#### Exercise
Render the lines of the items as a JSON list of strings, starting at the line containing "task: segment every instance of the fuzzy" and ending at the final line of the items, with one string per line and blank lines omitted.

--- Begin ---

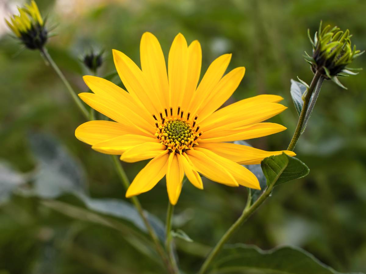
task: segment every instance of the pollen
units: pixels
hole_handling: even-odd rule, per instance
[[[171,108],[170,114],[173,114],[172,108]],[[153,115],[155,119],[156,133],[155,136],[161,143],[166,146],[172,152],[182,153],[198,144],[197,140],[202,132],[199,132],[199,126],[195,128],[197,117],[194,119],[189,120],[190,113],[184,115],[184,111],[180,111],[178,107],[177,115],[170,117],[163,117],[163,113],[168,114],[167,110],[160,113],[160,120]]]

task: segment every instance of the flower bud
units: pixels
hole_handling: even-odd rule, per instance
[[[92,50],[90,53],[84,56],[82,60],[83,62],[89,69],[95,73],[98,68],[102,65],[103,62],[102,58],[102,51],[96,54]]]
[[[308,34],[313,46],[313,56],[307,53],[307,56],[305,57],[311,65],[313,72],[318,71],[326,79],[332,79],[343,87],[336,76],[345,76],[342,73],[357,74],[350,70],[352,69],[347,69],[346,66],[364,52],[356,50],[355,45],[352,48],[351,42],[352,35],[348,30],[343,31],[337,27],[331,29],[329,25],[322,29],[321,22],[314,41],[310,37],[309,30]]]
[[[18,7],[19,15],[13,15],[8,26],[22,42],[30,49],[41,49],[47,41],[47,31],[36,2]]]

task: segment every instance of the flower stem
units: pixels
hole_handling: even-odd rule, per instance
[[[306,91],[306,95],[305,96],[305,98],[304,98],[304,104],[302,106],[301,113],[300,114],[300,118],[299,118],[299,121],[298,122],[297,126],[296,126],[296,129],[295,130],[295,132],[294,133],[294,136],[292,136],[292,139],[291,139],[291,141],[290,142],[290,144],[288,145],[288,147],[287,148],[287,150],[294,151],[294,149],[295,148],[295,146],[296,145],[296,143],[299,140],[299,138],[300,138],[300,135],[301,135],[301,131],[302,130],[304,126],[304,123],[306,121],[305,119],[305,117],[306,116],[306,114],[309,109],[310,99],[311,99],[311,95],[313,95],[314,89],[315,88],[315,87],[317,86],[318,81],[321,78],[322,78],[322,76],[321,76],[321,75],[318,71],[317,71],[317,72],[315,72],[315,74],[314,75],[314,77],[313,78],[313,80],[311,80],[311,83],[310,84],[310,86]],[[319,91],[320,91],[320,87],[321,86],[321,83],[322,83],[322,80],[321,80],[320,86],[319,87],[318,91],[318,93],[319,93]],[[315,103],[315,100],[314,100],[314,103]],[[309,117],[309,115],[310,115],[310,113],[308,114],[308,117]]]
[[[263,202],[268,197],[272,191],[273,188],[273,185],[270,185],[267,187],[264,191],[262,194],[258,199],[256,201],[250,206],[246,207],[242,213],[242,215],[235,221],[235,222],[232,225],[230,228],[225,232],[225,233],[221,237],[220,240],[216,244],[216,246],[209,254],[208,256],[205,260],[201,269],[198,272],[198,274],[203,274],[207,270],[209,266],[212,262],[213,259],[216,256],[219,252],[223,248],[224,244],[227,241],[231,236],[239,228],[240,226],[248,219],[255,210],[263,203]]]
[[[123,186],[127,190],[128,188],[128,187],[130,186],[130,181],[127,177],[127,175],[126,174],[124,170],[123,169],[123,167],[121,165],[121,162],[118,157],[115,155],[112,155],[111,157],[113,161],[113,163],[114,164],[115,167],[117,171],[117,173],[118,174],[118,176],[119,176],[121,181],[123,184]],[[150,237],[151,237],[155,245],[156,250],[163,259],[163,262],[166,267],[169,273],[171,274],[176,274],[176,273],[178,273],[175,270],[175,268],[173,266],[173,265],[171,263],[171,261],[169,260],[169,259],[168,258],[166,254],[164,252],[163,247],[160,244],[157,236],[156,235],[156,233],[155,233],[155,231],[147,220],[147,218],[144,212],[143,209],[142,209],[142,207],[141,206],[141,203],[140,203],[140,201],[136,196],[133,196],[131,197],[131,200],[132,201],[132,203],[135,205],[140,216],[141,216],[141,218],[142,218],[142,221],[143,221],[145,226],[147,229],[149,234],[150,235]]]
[[[174,258],[174,254],[172,248],[172,220],[173,213],[174,211],[174,206],[168,202],[168,209],[167,211],[167,219],[165,221],[165,236],[166,239],[165,241],[165,248],[169,256],[169,259],[172,265],[174,268],[176,273],[179,273],[179,270],[177,262]]]
[[[301,110],[301,113],[300,114],[300,118],[299,119],[299,122],[298,123],[296,129],[294,134],[289,145],[288,150],[292,151],[295,148],[296,143],[301,134],[301,130],[304,126],[304,122],[307,120],[305,118],[309,118],[309,116],[310,113],[307,113],[307,111],[309,109],[309,103],[310,102],[310,99],[311,97],[311,95],[314,91],[314,90],[316,87],[316,94],[314,94],[314,97],[317,97],[317,95],[320,90],[322,83],[324,80],[324,78],[321,76],[321,74],[317,71],[314,75],[313,80],[311,81],[311,84],[309,87],[309,88],[307,91],[307,93],[305,96],[304,104],[303,106],[302,109]],[[319,82],[318,83],[318,82]],[[315,103],[316,98],[314,98],[315,100],[312,100],[312,106],[310,110],[312,109],[314,107],[313,104]],[[271,184],[268,186],[265,190],[264,191],[262,194],[258,199],[251,206],[250,205],[250,201],[251,197],[250,195],[248,195],[248,200],[247,201],[247,204],[244,208],[242,215],[236,220],[228,229],[225,232],[225,233],[220,239],[220,240],[216,244],[215,247],[209,254],[206,258],[203,264],[201,267],[198,274],[204,274],[207,271],[209,266],[212,262],[213,259],[218,254],[219,252],[223,248],[224,244],[229,240],[231,236],[240,227],[240,226],[247,220],[248,218],[260,206],[260,205],[267,199],[267,198],[269,197],[272,190],[274,186],[273,184]]]
[[[57,75],[60,77],[60,79],[63,82],[65,85],[66,87],[66,88],[67,89],[67,90],[69,92],[71,95],[71,97],[74,99],[74,101],[76,103],[78,107],[79,107],[80,111],[81,111],[81,113],[82,113],[84,117],[87,119],[89,119],[89,113],[88,111],[87,110],[86,108],[83,104],[83,103],[81,102],[81,101],[79,99],[79,97],[76,95],[75,92],[72,89],[72,88],[71,87],[71,85],[69,83],[68,81],[66,80],[66,77],[64,75],[63,73],[62,73],[62,72],[61,71],[61,70],[59,68],[56,63],[55,62],[55,61],[52,59],[51,56],[49,55],[48,53],[48,52],[47,51],[47,49],[45,47],[43,47],[41,49],[41,52],[42,53],[43,55],[43,56],[45,57],[47,61],[49,63],[51,66],[53,68],[53,69],[57,73]]]

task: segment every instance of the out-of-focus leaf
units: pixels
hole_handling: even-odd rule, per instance
[[[193,241],[193,240],[191,239],[186,232],[181,229],[177,229],[175,231],[172,231],[171,233],[172,236],[174,237],[179,238],[190,243]]]
[[[83,168],[58,142],[41,134],[31,134],[29,140],[38,164],[33,188],[37,195],[51,198],[64,192],[86,193]]]
[[[137,210],[131,204],[115,199],[92,199],[79,194],[79,197],[90,209],[109,216],[120,218],[131,222],[145,233],[147,229]],[[149,222],[158,236],[162,241],[165,239],[164,225],[161,221],[149,213],[145,212]]]
[[[225,248],[212,274],[335,274],[338,273],[301,248],[284,247],[268,251],[242,244]]]
[[[42,204],[49,208],[77,220],[82,220],[107,227],[118,231],[127,239],[127,241],[137,250],[156,259],[150,242],[139,231],[122,222],[108,218],[85,209],[56,200],[45,200]]]
[[[302,95],[306,91],[307,88],[306,86],[300,82],[291,79],[290,92],[295,106],[295,109],[299,116],[301,113],[302,106],[304,104],[304,102],[302,100]]]
[[[25,181],[23,174],[0,161],[0,204],[7,201],[13,190]]]
[[[276,186],[292,180],[301,178],[309,173],[309,168],[303,163],[284,153],[265,158],[261,163],[267,178],[268,186]]]

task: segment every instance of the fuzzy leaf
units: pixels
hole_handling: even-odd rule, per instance
[[[210,274],[335,274],[331,267],[322,263],[303,249],[282,247],[268,251],[240,244],[232,245],[222,251]]]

--- End ---

#### Result of this exercise
[
  "task: segment every instance of the fuzzy leaf",
  "units: pixels",
  "hole_handling: even-odd rule, per instance",
  "[[[210,274],[335,274],[331,267],[322,263],[303,249],[282,247],[268,251],[240,244],[232,245],[222,251]]]"
]